**Assignment**
Give again, word for word, every line in the entries below from the line with "--format 'a complete" up to and including the line with "# fill-rule: evenodd", and no other line.

Exercise material below:

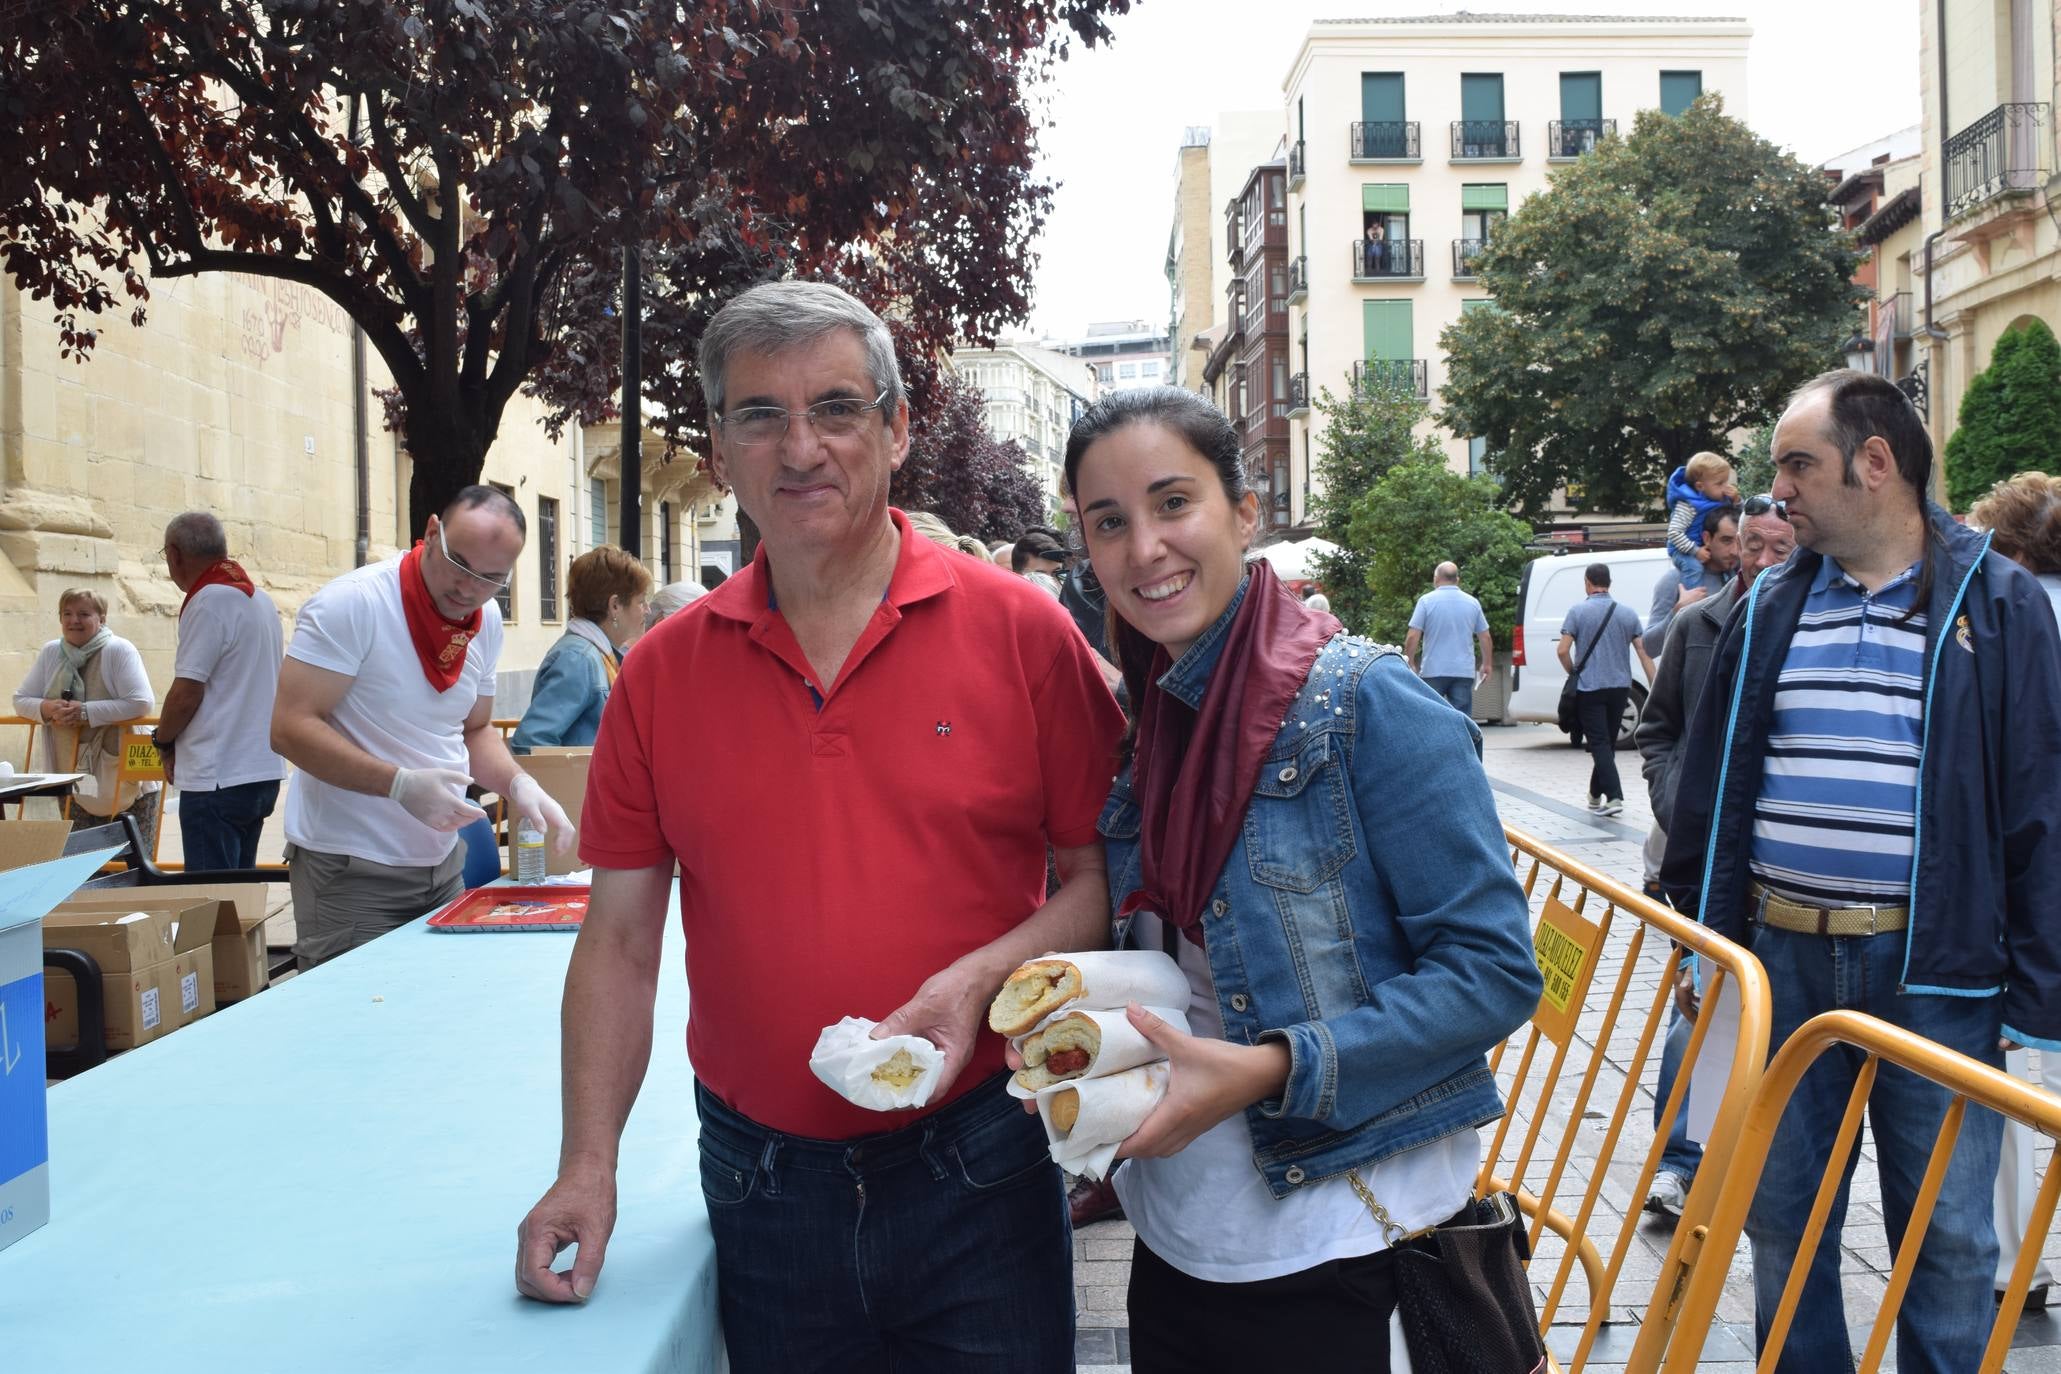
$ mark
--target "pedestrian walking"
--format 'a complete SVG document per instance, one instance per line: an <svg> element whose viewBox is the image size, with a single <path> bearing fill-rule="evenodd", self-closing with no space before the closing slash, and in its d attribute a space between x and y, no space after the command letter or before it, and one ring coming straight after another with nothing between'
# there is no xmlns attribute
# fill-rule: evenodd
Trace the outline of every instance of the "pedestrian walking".
<svg viewBox="0 0 2061 1374"><path fill-rule="evenodd" d="M1826 373L1775 427L1773 494L1803 547L1727 622L1675 783L1661 880L1767 970L1780 1045L1867 1012L2000 1067L2061 1051L2061 635L2032 574L1926 497L1932 441L1873 373ZM1851 1367L1840 1238L1850 1176L1799 1256L1862 1064L1804 1074L1746 1221L1764 1346L1807 1264L1779 1368ZM1885 1068L1868 1100L1892 1247L1952 1092ZM1961 1122L1897 1314L1904 1370L1973 1369L1991 1315L2002 1118ZM1899 1256L1899 1263L1903 1257Z"/></svg>
<svg viewBox="0 0 2061 1374"><path fill-rule="evenodd" d="M179 789L186 867L255 868L286 776L271 741L285 638L279 608L229 557L222 522L207 511L172 517L164 557L186 599L172 685L151 740L166 781Z"/></svg>
<svg viewBox="0 0 2061 1374"><path fill-rule="evenodd" d="M614 544L597 544L566 569L565 600L572 616L544 651L530 704L508 740L517 754L581 747L601 733L623 655L650 619L651 574Z"/></svg>
<svg viewBox="0 0 2061 1374"><path fill-rule="evenodd" d="M1575 719L1589 746L1589 810L1615 816L1624 810L1617 776L1617 732L1632 696L1632 658L1639 656L1653 682L1653 656L1640 639L1644 627L1632 608L1610 595L1610 565L1591 563L1582 574L1585 600L1560 625L1560 666L1574 682Z"/></svg>
<svg viewBox="0 0 2061 1374"><path fill-rule="evenodd" d="M1071 1370L1059 1168L984 1017L1025 959L1108 938L1095 819L1122 718L1057 601L889 509L909 406L871 310L757 286L709 322L699 367L716 478L761 542L609 698L560 1167L517 1287L583 1301L601 1272L677 864L731 1367ZM682 684L708 708L682 710ZM944 1052L923 1107L883 1116L818 1081L811 1049L846 1016Z"/></svg>
<svg viewBox="0 0 2061 1374"><path fill-rule="evenodd" d="M308 598L279 670L272 747L286 790L294 954L334 959L456 897L458 832L486 812L477 781L563 852L572 826L494 728L501 608L522 553L521 507L471 486L399 558Z"/></svg>
<svg viewBox="0 0 2061 1374"><path fill-rule="evenodd" d="M1474 719L1474 689L1488 681L1496 651L1481 603L1460 590L1459 564L1441 563L1432 570L1431 590L1410 611L1403 656L1432 691Z"/></svg>
<svg viewBox="0 0 2061 1374"><path fill-rule="evenodd" d="M1194 1031L1130 1012L1170 1065L1118 1149L1132 1367L1388 1369L1389 1238L1471 1219L1485 1054L1541 987L1481 733L1245 561L1259 498L1195 393L1098 402L1066 478L1139 703L1116 942L1175 956Z"/></svg>
<svg viewBox="0 0 2061 1374"><path fill-rule="evenodd" d="M1739 567L1739 509L1724 506L1710 512L1703 522L1703 547L1709 561L1705 566L1724 579L1729 585L1732 574ZM1643 636L1646 652L1656 659L1662 657L1661 650L1667 644L1668 626L1675 616L1709 595L1702 586L1682 585L1680 569L1669 567L1660 575L1660 581L1653 588L1653 607L1646 616L1646 632ZM1693 698L1691 699L1693 702ZM1650 704L1650 703L1649 703ZM1645 891L1648 897L1660 900L1660 860L1667 853L1667 831L1663 828L1658 811L1654 812L1653 824L1646 831L1646 848L1642 854L1645 862Z"/></svg>
<svg viewBox="0 0 2061 1374"><path fill-rule="evenodd" d="M120 778L122 737L150 714L156 694L136 646L107 627L107 598L74 587L57 598L58 637L46 643L14 689L14 713L44 724L42 766L83 773L72 788L72 829L135 817L149 844L164 795L155 782Z"/></svg>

End of Exercise material.

**Answer section**
--format 'a complete SVG document per instance, one instance per line: an <svg> element whose viewBox is the image size, with a single <path> bearing fill-rule="evenodd", self-closing with no space before the closing slash, and in its d attribute a space between x and y, no space after the command letter or before it, and one ring coming straight after another with nothing between'
# there is no xmlns attribute
# fill-rule: evenodd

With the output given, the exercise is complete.